## START RAW DATA
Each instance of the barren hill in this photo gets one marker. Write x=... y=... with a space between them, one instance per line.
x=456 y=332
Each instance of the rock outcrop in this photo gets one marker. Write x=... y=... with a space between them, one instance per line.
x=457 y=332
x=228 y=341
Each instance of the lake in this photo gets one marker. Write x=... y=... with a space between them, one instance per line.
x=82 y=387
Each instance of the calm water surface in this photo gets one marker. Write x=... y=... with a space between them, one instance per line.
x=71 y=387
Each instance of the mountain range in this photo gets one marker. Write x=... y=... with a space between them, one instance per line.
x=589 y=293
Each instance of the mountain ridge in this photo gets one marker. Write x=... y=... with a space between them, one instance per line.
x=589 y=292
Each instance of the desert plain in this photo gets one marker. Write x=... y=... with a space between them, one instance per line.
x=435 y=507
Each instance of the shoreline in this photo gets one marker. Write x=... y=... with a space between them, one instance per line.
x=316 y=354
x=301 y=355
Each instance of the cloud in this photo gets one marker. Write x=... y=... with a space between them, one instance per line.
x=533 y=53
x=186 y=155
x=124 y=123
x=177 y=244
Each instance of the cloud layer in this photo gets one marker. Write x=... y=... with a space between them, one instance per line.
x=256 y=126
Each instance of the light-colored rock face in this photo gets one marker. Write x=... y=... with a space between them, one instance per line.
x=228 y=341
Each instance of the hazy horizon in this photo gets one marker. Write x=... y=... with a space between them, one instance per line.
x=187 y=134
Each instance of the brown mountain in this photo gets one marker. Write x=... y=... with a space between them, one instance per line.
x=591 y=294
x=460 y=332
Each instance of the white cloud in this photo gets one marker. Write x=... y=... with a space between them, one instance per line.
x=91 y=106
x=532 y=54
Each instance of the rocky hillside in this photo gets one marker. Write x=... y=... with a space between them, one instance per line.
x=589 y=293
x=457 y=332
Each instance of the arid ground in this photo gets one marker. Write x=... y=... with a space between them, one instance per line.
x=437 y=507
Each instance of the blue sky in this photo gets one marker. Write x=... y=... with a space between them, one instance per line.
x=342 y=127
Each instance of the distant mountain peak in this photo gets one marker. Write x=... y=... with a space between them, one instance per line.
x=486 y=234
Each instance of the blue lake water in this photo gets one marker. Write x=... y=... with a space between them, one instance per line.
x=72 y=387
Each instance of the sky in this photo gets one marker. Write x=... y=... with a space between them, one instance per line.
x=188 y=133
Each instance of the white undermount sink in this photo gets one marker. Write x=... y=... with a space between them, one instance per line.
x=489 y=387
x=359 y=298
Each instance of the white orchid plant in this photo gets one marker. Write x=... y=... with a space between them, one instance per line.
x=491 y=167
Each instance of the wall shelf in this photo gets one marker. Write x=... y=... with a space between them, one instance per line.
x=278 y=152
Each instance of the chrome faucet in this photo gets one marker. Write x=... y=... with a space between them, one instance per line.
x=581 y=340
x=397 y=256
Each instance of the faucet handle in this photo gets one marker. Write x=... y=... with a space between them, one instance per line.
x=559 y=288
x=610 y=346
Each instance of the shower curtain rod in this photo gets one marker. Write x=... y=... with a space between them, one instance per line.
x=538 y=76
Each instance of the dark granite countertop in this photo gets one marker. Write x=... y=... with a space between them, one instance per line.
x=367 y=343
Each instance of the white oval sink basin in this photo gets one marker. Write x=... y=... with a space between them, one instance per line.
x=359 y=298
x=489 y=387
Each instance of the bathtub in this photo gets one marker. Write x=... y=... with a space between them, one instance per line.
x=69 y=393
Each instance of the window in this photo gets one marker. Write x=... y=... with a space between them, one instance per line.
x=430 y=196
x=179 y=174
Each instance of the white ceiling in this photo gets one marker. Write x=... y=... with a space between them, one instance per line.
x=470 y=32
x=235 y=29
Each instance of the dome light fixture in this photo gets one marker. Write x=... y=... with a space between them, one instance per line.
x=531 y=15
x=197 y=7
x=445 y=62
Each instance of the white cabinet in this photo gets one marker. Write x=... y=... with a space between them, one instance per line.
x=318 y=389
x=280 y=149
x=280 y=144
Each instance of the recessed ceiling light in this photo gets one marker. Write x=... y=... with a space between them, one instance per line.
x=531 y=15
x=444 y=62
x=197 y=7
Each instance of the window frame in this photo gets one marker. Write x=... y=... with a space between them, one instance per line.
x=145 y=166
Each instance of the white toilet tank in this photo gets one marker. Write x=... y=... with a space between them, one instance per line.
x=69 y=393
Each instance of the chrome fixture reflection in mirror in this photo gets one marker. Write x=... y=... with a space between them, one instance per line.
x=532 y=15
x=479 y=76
## END RAW DATA
• [TO BE DONE]:
Please write the records out again, from the line that contains "Each instance of the dark" through the end of the records, with each request line kept unchanged. In the answers, shift every x and y coordinate up by 105.

• [SOLVED EXERCISE]:
Each instance of the dark granite countertop in this photo gets one marker. Write x=... y=... with a space between them, one instance per line.
x=472 y=448
Each instance of the white oval sink basin in this photo gets one marker. Write x=... y=... with a space between them, one instance per line.
x=464 y=403
x=594 y=492
Each instance of the bathtub in this photo gets one marker. Write x=... y=... with a space between them, one instance per line.
x=174 y=498
Each instance of the window in this photo gets one marker. Write x=... y=... with a space between them, one instance per line.
x=535 y=301
x=284 y=279
Each instance of the white ceiling in this photo gets one marker. Write x=... y=... with a space between them, one instance per line.
x=575 y=137
x=340 y=134
Each instance of the dome light fixture in this photo gets one marker. Write x=... y=... with a space between them, one instance per line.
x=636 y=120
x=302 y=112
x=550 y=167
Each instance of the white cabinet in this photo gets one marker. Write x=... y=... with a space between them, one instance per line.
x=423 y=494
x=385 y=254
x=385 y=249
Each instance of the recessed ceiling light in this photo gets one marker. Write x=... y=... with a space between them, one instance per line.
x=636 y=120
x=549 y=167
x=302 y=112
Each instance of the window frame in this photo gets one marker. Write x=... y=... with a space between them, one instance per line.
x=250 y=271
Each instance of the white toilet tank in this photo gets one marker. Write x=... y=... with a space between them, one instance per line.
x=174 y=498
Each instance of the chrome fixture reflection in mirror in this photo gets one marker. Write x=... y=... with a space between them, one instance per line.
x=637 y=120
x=584 y=181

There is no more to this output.